### TASK GOAL
Transcribe, exactly and in full, every record shown below, while omitting its images.

[Natural language region descriptions]
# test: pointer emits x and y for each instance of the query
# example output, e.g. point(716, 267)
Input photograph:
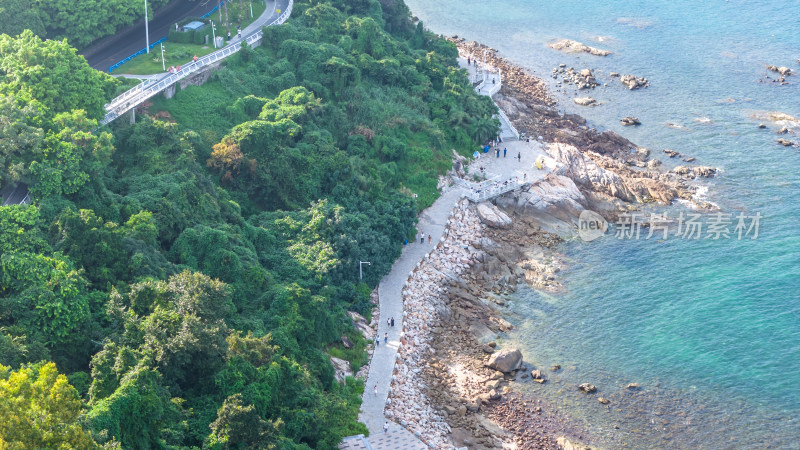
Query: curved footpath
point(432, 222)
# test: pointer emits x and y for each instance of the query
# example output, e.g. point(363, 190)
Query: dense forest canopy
point(182, 283)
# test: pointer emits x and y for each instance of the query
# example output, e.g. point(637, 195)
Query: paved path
point(492, 84)
point(432, 221)
point(109, 50)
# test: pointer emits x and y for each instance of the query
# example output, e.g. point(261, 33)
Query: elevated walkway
point(488, 81)
point(154, 85)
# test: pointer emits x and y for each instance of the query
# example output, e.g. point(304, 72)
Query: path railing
point(487, 190)
point(142, 92)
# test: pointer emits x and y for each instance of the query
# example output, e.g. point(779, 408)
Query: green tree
point(19, 141)
point(40, 409)
point(51, 75)
point(46, 294)
point(18, 15)
point(137, 412)
point(241, 427)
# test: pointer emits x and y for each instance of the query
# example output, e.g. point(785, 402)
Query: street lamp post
point(146, 28)
point(360, 271)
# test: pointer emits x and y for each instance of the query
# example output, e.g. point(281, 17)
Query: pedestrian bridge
point(488, 189)
point(149, 88)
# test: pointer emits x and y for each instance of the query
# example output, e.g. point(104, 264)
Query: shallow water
point(710, 329)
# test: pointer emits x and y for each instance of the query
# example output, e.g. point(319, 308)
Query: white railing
point(137, 95)
point(485, 88)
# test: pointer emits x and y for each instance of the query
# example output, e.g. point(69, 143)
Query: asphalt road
point(112, 49)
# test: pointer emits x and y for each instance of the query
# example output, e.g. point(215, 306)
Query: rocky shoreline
point(452, 385)
point(450, 378)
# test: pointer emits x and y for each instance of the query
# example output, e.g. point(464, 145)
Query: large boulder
point(584, 101)
point(570, 46)
point(633, 82)
point(505, 361)
point(584, 172)
point(492, 216)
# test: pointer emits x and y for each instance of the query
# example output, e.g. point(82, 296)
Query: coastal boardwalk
point(432, 222)
point(516, 166)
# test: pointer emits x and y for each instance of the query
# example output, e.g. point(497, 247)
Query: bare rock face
point(505, 361)
point(555, 202)
point(586, 173)
point(633, 82)
point(570, 46)
point(492, 216)
point(342, 369)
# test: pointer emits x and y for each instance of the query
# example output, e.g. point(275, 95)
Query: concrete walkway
point(432, 222)
point(493, 81)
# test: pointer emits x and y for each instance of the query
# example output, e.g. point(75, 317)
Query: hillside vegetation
point(181, 283)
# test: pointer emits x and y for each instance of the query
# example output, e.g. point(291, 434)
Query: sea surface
point(709, 328)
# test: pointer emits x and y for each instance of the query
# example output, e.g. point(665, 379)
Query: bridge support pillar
point(169, 92)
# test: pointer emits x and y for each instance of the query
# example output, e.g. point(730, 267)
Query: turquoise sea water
point(710, 329)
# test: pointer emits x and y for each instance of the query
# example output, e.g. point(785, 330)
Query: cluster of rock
point(445, 380)
point(570, 46)
point(784, 71)
point(515, 79)
point(692, 172)
point(581, 79)
point(412, 401)
point(633, 82)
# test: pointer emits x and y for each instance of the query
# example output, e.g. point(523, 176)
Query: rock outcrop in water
point(784, 71)
point(583, 79)
point(633, 82)
point(505, 361)
point(493, 217)
point(570, 46)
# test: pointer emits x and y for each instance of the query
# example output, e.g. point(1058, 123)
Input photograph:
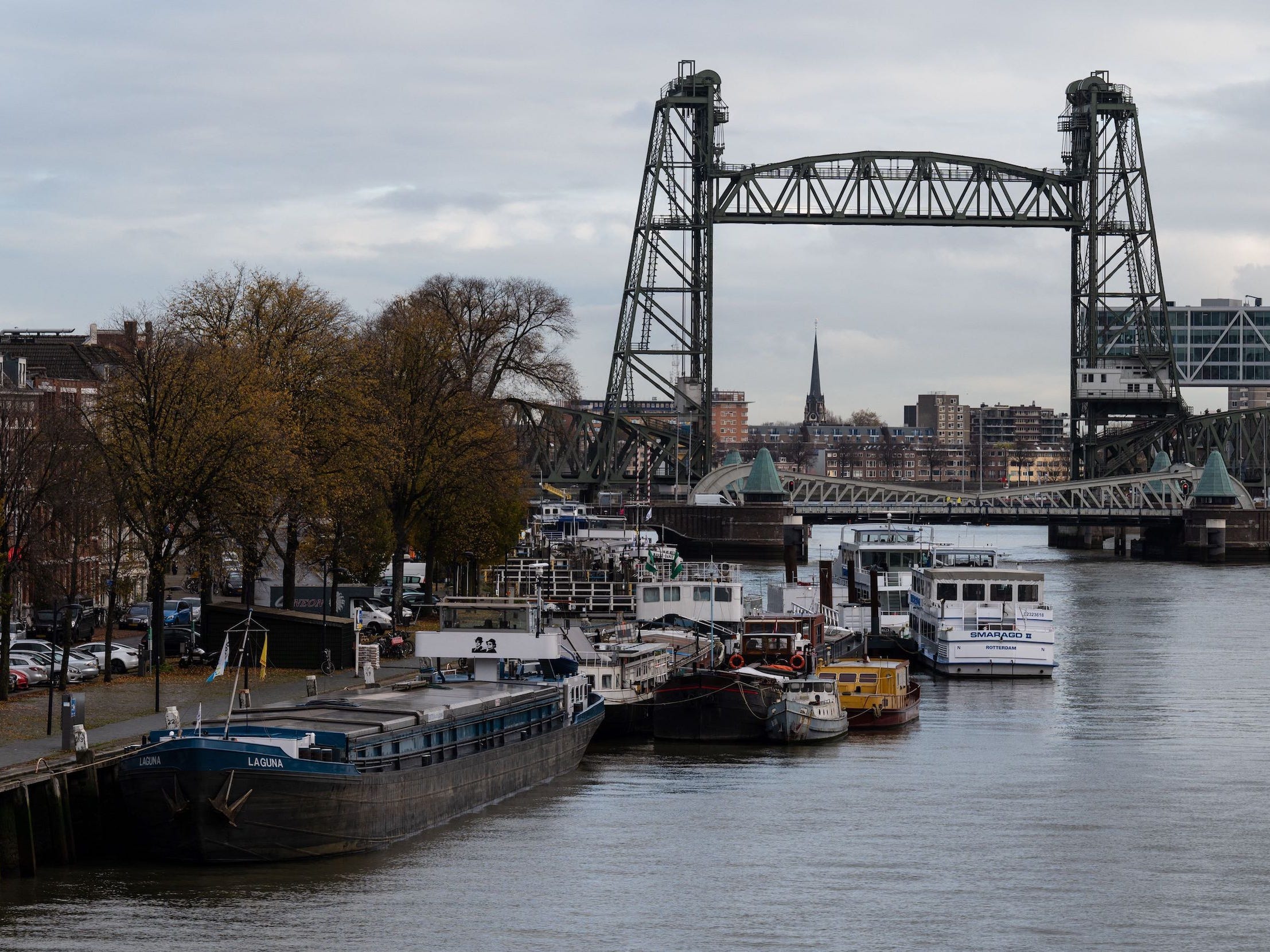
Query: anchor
point(177, 804)
point(221, 801)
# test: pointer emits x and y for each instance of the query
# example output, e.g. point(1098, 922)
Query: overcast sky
point(372, 144)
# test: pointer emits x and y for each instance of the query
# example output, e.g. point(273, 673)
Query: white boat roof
point(969, 572)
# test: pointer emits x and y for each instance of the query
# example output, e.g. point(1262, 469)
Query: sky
point(370, 145)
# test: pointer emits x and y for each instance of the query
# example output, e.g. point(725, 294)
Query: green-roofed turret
point(763, 484)
point(1214, 486)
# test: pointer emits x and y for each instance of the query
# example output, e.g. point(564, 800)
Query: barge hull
point(289, 816)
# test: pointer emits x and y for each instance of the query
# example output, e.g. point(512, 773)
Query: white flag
point(223, 661)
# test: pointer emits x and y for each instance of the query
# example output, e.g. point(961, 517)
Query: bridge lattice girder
point(1159, 491)
point(893, 188)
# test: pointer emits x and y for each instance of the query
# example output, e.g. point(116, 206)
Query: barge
point(361, 771)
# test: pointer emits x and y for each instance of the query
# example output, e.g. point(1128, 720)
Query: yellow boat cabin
point(875, 693)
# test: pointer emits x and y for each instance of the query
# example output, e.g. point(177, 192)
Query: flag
point(223, 661)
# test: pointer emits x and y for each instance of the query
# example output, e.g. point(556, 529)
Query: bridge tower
point(1123, 367)
point(665, 324)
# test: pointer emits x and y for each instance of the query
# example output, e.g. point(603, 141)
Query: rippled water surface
point(1125, 805)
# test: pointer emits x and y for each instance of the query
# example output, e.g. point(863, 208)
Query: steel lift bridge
point(1125, 401)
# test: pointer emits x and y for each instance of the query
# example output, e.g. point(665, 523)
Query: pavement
point(131, 730)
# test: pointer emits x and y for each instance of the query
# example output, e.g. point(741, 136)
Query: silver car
point(36, 672)
point(123, 658)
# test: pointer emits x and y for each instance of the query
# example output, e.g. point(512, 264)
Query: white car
point(123, 658)
point(375, 620)
point(76, 670)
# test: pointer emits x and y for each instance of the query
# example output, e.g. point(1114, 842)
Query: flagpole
point(229, 714)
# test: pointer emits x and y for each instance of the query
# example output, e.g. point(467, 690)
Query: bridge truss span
point(1152, 493)
point(893, 188)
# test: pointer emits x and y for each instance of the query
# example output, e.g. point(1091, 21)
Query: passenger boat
point(353, 774)
point(626, 676)
point(807, 711)
point(874, 692)
point(889, 554)
point(983, 622)
point(731, 703)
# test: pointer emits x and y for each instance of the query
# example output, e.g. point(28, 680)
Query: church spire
point(815, 409)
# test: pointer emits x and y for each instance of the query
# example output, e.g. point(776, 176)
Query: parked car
point(137, 617)
point(50, 623)
point(375, 620)
point(33, 672)
point(178, 612)
point(123, 658)
point(176, 639)
point(76, 670)
point(385, 604)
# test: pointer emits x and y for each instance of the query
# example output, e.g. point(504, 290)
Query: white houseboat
point(984, 622)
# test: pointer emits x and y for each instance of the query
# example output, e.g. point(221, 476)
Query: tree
point(440, 435)
point(507, 334)
point(303, 342)
point(178, 424)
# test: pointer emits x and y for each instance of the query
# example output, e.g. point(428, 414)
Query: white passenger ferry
point(894, 551)
point(982, 621)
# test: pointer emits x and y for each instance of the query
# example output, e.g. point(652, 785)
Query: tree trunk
point(289, 565)
point(5, 612)
point(157, 598)
point(399, 537)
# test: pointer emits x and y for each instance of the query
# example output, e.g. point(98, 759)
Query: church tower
point(815, 409)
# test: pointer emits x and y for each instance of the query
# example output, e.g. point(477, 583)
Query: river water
point(1124, 805)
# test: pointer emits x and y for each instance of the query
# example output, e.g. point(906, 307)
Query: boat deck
point(379, 711)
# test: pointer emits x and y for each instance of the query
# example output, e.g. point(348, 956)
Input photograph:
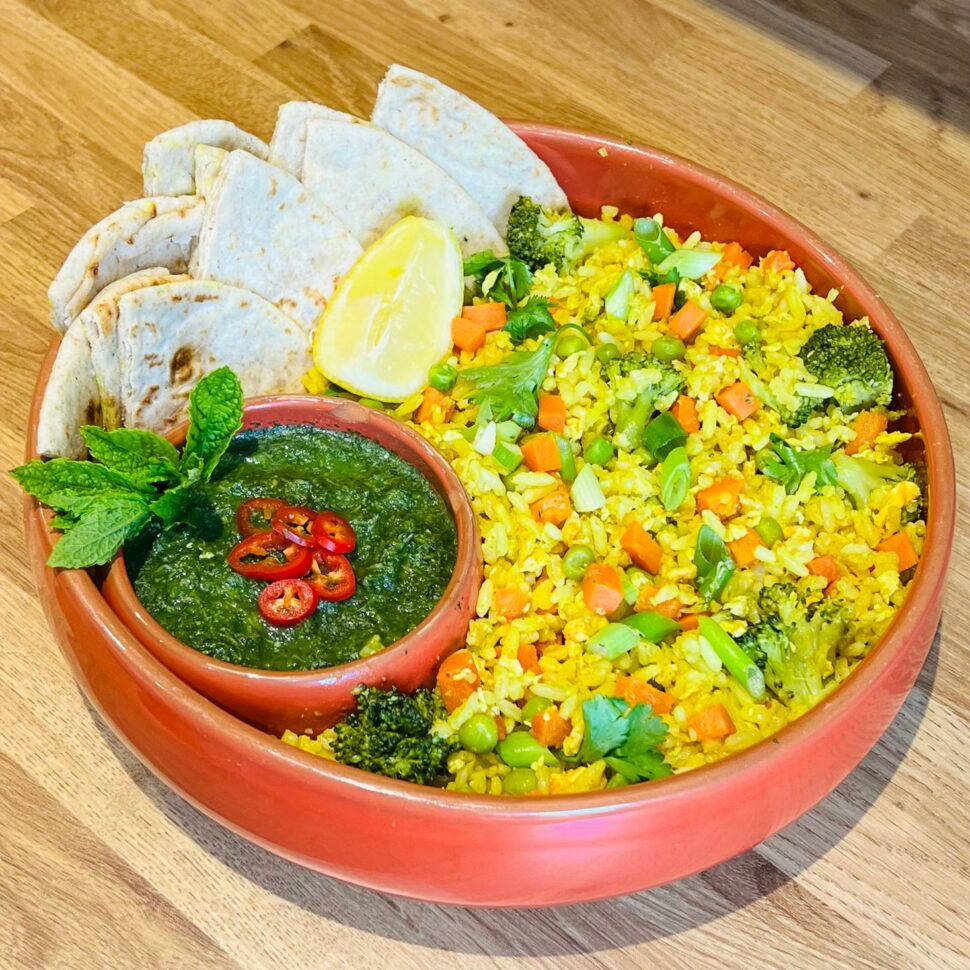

### RESPONSE FOR THIS EXERCISE
# test: pointer emits x and y for each instance of the query
# example output, e.g. point(716, 267)
Input photograph:
Query: curved footpath
point(432, 222)
# test: pointer emits x and y for each instance of the query
# example output, e.g. point(363, 190)
Query: dense forest canopy
point(182, 283)
# test: pointer emits x and y for each instance of the query
# example output, e.g. point(637, 195)
Query: paved path
point(492, 84)
point(432, 221)
point(109, 50)
# test: pointer emits x and y for each instance of the query
# example output, e.g. point(261, 33)
Query: elevated walkway
point(488, 81)
point(154, 85)
# test: pointer emits x and y for each instance of the query
# example output, e.g. point(304, 72)
Query: path railing
point(487, 190)
point(142, 92)
# test: pointer emits x and y for each instance of the query
# example output, e.g. point(779, 408)
Query: green tree
point(19, 141)
point(40, 409)
point(51, 75)
point(46, 294)
point(18, 15)
point(137, 412)
point(241, 427)
# test: pointer emits x and y for each instance of the query
# example output, e.g. point(785, 402)
Query: street lamp post
point(146, 28)
point(360, 271)
# test: pointer emits x and y for each instance of the query
# example output, e.g. point(281, 17)
Query: pedestrian bridge
point(488, 189)
point(149, 88)
# test: pointer emits x and y for each instance of the query
# example output, e.g. point(104, 264)
Query: shallow water
point(710, 329)
# test: pointer emits x and y for each instance of the query
# example output, e.g. point(319, 308)
Query: white railing
point(137, 95)
point(485, 88)
# test: pointer emits x and y for each instance of the query
# example output, e.g. point(69, 143)
Query: asphalt road
point(112, 49)
# test: pointer emits x and y for each instance of the query
# example output, e.g. point(215, 306)
Query: rocky shoreline
point(452, 385)
point(450, 378)
# test: pointer emits x and y for each instance of the query
# example output, e.g. point(464, 145)
Query: large boulder
point(584, 101)
point(570, 46)
point(633, 82)
point(505, 361)
point(584, 172)
point(492, 216)
# test: pointer emits x and y for each instance of the query
# example output, e.g. point(82, 296)
Query: coastal boardwalk
point(432, 222)
point(516, 166)
# test: pointer emits x and y for each instance of the query
# example output, e.g. point(497, 247)
Query: bare rock face
point(505, 361)
point(555, 202)
point(586, 173)
point(633, 82)
point(570, 46)
point(492, 216)
point(342, 369)
# test: pointer emits x and y for each instance of the query
# example output, e.g. point(275, 95)
Query: concrete walkway
point(432, 222)
point(493, 81)
# test: pointer emits x and y for each instance of the query
# example output, e.g. point(75, 317)
Query: hillside vegetation
point(181, 283)
# test: pointer emits x and y for each instance of the query
# example output, e.g. point(291, 434)
Query: sea surface
point(709, 328)
# test: pointer emits x and y for each instance of the query
# example output, e.g. point(665, 379)
Query: bridge support pillar
point(169, 92)
# test: pointer emits x and y for each instance of the query
# example output, e.g. point(730, 267)
Query: turquoise sea water
point(710, 329)
# test: pointer emits x and y for each instance of the query
# example output, e.g. point(785, 330)
Query: cluster of rock
point(445, 380)
point(570, 46)
point(784, 71)
point(515, 79)
point(692, 172)
point(581, 79)
point(412, 401)
point(633, 82)
# test: pointer emits x and y for each instance of the query
# example output, e.g. point(523, 176)
Query: rock outcrop in water
point(784, 71)
point(583, 79)
point(633, 82)
point(505, 361)
point(493, 217)
point(570, 46)
# test: pointer emits x and y for each instance of the query
# example output, e.g. point(1058, 123)
Input photograph:
Query: anchor
point(177, 804)
point(221, 801)
# test: pointer emits x and y for each instance of the query
# example output, e.g. point(1098, 922)
Query: overcast sky
point(372, 144)
# test: pointer emits x and y for each instance of the query
# example output, e.g. point(273, 673)
Query: white boat roof
point(969, 572)
# test: pointer emits x and y for each instance of the query
# example output, e.g. point(1262, 469)
Query: sky
point(370, 145)
# test: pointer emits x and y for each instance of the query
# example output, e.g. point(725, 294)
Query: green-roofed turret
point(763, 484)
point(1214, 486)
# test: pointer emits x and y for each instance of the query
# example output, e.g. point(564, 800)
Query: barge hull
point(289, 816)
# test: pointer emits x and y for each instance of the query
# example output, e.g. point(512, 773)
Query: white flag
point(223, 661)
# test: pointer emits x and y for each instance of the query
# example output, e.g. point(961, 517)
Query: bridge lattice girder
point(1159, 491)
point(893, 188)
# test: pointer emits x and y for each instance of the query
# example output, e.g. point(116, 206)
Query: barge
point(361, 771)
# test: pointer emits x and y for each instance of the query
# example output, e.g. point(1128, 720)
Query: yellow boat cabin
point(875, 693)
# test: pointer emits x and y for each instance of the query
# example output, e.g. point(177, 192)
Query: flag
point(223, 661)
# test: pointer emits x and y for each instance of the query
# example output, e.g. point(556, 529)
Query: bridge tower
point(1123, 367)
point(665, 324)
# test: pointer emits x and y for each instance of the query
# example output, e.g. point(603, 141)
Query: rippled water surface
point(1125, 805)
# test: pointer emits x and y for each instance of the query
# example output, e.g. point(863, 208)
Query: steel lift bridge
point(1125, 401)
# test: pointer emits x and y for each instance of the query
# example output, e.g. point(665, 523)
Query: pavement
point(131, 730)
# test: pointer emits x and y for each instance of the query
# example output, e.g. point(741, 136)
Query: silver car
point(36, 672)
point(123, 658)
# test: pointer emits x and y for each instance of the query
# example output, e.g. point(512, 264)
Query: white car
point(123, 658)
point(375, 620)
point(76, 670)
# test: pointer emits x and y for each instance of the query
# example output, e.g. point(1114, 842)
Query: flagpole
point(229, 714)
# test: pointer emits x and y for each instance of the query
# example output, e.g. point(467, 690)
Query: bridge truss span
point(1152, 493)
point(893, 188)
# test: pointer emits x and y for each instance of the query
# example output, e.g. point(1091, 21)
Query: passenger boat
point(353, 774)
point(626, 676)
point(807, 711)
point(874, 692)
point(889, 554)
point(983, 622)
point(731, 703)
# test: pointer emits x and y for each instance of the query
# example output, e.g. point(28, 680)
Query: church spire
point(815, 409)
# test: pointer emits x and y for each instance of the query
# example output, e.g. point(776, 176)
Query: parked car
point(137, 617)
point(50, 623)
point(375, 620)
point(33, 672)
point(178, 612)
point(123, 658)
point(176, 639)
point(76, 670)
point(385, 604)
# test: pointer emits x and y for each instance of the query
# example output, e.g. point(504, 290)
Query: white houseboat
point(984, 622)
# test: pointer emits x and y for each instance of the query
# example output, e.g. point(221, 476)
Query: tree
point(440, 435)
point(507, 334)
point(303, 342)
point(178, 424)
# test: pointer emits x and y for each instance of the query
# example output, e.g. point(428, 414)
Query: white passenger ferry
point(894, 551)
point(982, 621)
# test: pointer emits x and y for each instance of the query
# example output, e.g. point(652, 785)
Query: tree trunk
point(289, 565)
point(5, 612)
point(157, 598)
point(399, 537)
# test: pointer emits x and y for each instance of the query
# example output, e.g. point(98, 759)
Query: church tower
point(815, 409)
# test: pointer emits x and y for each instance of the query
# example output, e.g. point(477, 583)
Query: river water
point(1124, 805)
# test: pointer emits x and y for each instance of the query
# example output, e.g. point(906, 307)
Query: boat deck
point(379, 711)
# test: pointer emits x and y for each instance of the query
# example output, e.g. point(348, 956)
Input photograph:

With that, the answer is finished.